Inspired Shopping In Taos

By Mel A. James

It is an unfortunate truth that holiday shopping can be stressful. The idea of overcrowded stores and the pressure of finding the right gift can overwhelm the spirit of the season. But when you make the effort to shop local or handmade, buying the perfect present can be a joyful and fun experience. And Taos is hyper-local, meaning we have very few chain stores. When you shop in Taos, you are helping to boost the local economy, not only by keeping your dollars here, but also by supporting local artists and craftspeople who are inspired by the natural beauty of this spectacular place.

When you shop in Taos, you are wandering among the warmth of adobe walls that are bathed in the light of farolitos and inhaling the delicious scent of piñon wood smoke and freshly-baked biscochitos. Do not let your car take you to the asphalt jungle—stay in Taos and find treasures here.

Yuletide Arts and Crafts Fair - "San Francisco de Assisi," a relief carving by Ron and Doreen Martinez.

Yuletide Arts and Crafts Fair – “San Francisco de Assisi,” a relief carving by Ron and Doreen Martinez.

There are many areas of Taos with little shops tucked here and there, but there are certain spots where you can find clusters of small businesses that makes wandering a pleasure.  THE PLAZA: the heart of town, with its proliferation of holiday lights and even a little music coming from speakers hidden in the trees offers a festive atmosphere. You can find jewelry, apparel, chocolates, candles, outdoor gear, fine art, and more. Wander over to the JOHN DUNN HOUSE SHOPS:  a charming walking mall with a wide variety of small shops on either side of your leisurely stroll through this historical compound. Find yarn, gemstones, leather, Mexican folk art, books and lots more. Walk all the way through John Dunn and find yourself on charming BENT STREET, which offers more fine art, kitchen goods, jewelry, pottery, chocolate, and apparel. Heading east up Bent Street, you end up on Paseo del Pueblo Norte, which has shops stretching in either direction. Head north on Paseo for fair trade goods, more yarn and books, outdoor gear, and Eastern-inspired home décor and gifts. Head south for Southwestern-inspired home décor and gifts, local pottery, and fine art. Once you find yourself back at the Plaza intersection, walk east down Kit Carson Road for the highest concentration of fine-art galleries in town. Find landscapes in oil, modern abstracts, glass sculpture, folk art, photography, and so much more. Make sure you walk several blocks down, as the shops keep going further than you might think.
════════════════════
#### [Problem details]
Would you copy, word for word, the stretch of the Taos shopping article from "Inspired Shopping In" through "this spectacular place."?

#### [Entries]
════════════════════
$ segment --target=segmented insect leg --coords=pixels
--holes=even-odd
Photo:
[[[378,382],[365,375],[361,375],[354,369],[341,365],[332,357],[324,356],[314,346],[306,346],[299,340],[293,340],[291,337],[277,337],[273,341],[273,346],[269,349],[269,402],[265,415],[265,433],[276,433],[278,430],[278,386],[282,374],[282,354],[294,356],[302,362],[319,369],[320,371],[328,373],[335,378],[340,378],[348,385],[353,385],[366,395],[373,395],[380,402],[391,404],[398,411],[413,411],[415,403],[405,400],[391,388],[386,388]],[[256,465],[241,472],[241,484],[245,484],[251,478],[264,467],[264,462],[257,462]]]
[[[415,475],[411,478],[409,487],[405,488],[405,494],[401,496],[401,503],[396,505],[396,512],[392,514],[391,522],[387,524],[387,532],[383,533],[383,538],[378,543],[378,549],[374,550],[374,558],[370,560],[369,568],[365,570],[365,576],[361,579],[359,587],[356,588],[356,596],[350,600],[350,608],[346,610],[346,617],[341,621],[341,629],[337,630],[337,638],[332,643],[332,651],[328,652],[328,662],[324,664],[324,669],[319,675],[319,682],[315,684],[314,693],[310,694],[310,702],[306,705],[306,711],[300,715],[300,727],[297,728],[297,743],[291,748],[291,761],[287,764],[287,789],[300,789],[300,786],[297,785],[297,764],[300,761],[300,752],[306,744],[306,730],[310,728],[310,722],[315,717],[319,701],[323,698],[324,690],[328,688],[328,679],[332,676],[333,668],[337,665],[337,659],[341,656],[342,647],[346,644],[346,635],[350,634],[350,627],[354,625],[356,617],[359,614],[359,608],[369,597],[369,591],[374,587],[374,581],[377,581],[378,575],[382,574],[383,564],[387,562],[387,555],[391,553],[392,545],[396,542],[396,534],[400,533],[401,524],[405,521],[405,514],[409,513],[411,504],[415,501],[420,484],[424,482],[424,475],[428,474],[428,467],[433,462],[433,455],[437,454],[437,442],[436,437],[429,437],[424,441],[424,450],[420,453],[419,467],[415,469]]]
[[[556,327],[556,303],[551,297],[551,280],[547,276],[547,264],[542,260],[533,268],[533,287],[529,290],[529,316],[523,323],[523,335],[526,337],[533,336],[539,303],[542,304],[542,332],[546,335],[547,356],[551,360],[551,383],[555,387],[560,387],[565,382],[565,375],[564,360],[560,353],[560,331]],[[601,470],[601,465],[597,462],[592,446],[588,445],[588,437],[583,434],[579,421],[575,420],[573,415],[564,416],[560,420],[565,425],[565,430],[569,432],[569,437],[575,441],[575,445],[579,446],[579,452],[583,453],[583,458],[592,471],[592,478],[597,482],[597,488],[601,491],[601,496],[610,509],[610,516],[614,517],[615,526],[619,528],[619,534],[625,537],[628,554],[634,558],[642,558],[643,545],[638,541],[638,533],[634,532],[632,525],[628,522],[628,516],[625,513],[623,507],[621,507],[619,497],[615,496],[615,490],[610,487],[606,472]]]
════════════════════
#### [Exercise response]
Inspired Shopping In Taos

By Mel A. James

It is an unfortunate truth that holiday shopping can be stressful. The idea of overcrowded stores and the pressure of finding the right gift can overwhelm the spirit of the season. But when you make the effort to shop local or handmade, buying the perfect present can be a joyful and fun experience. And Taos is hyper-local, meaning we have very few chain stores. When you shop in Taos, you are helping to boost the local economy, not only by keeping your dollars here, but also by supporting local artists and craftspeople who are inspired by the natural beauty of this spectacular place.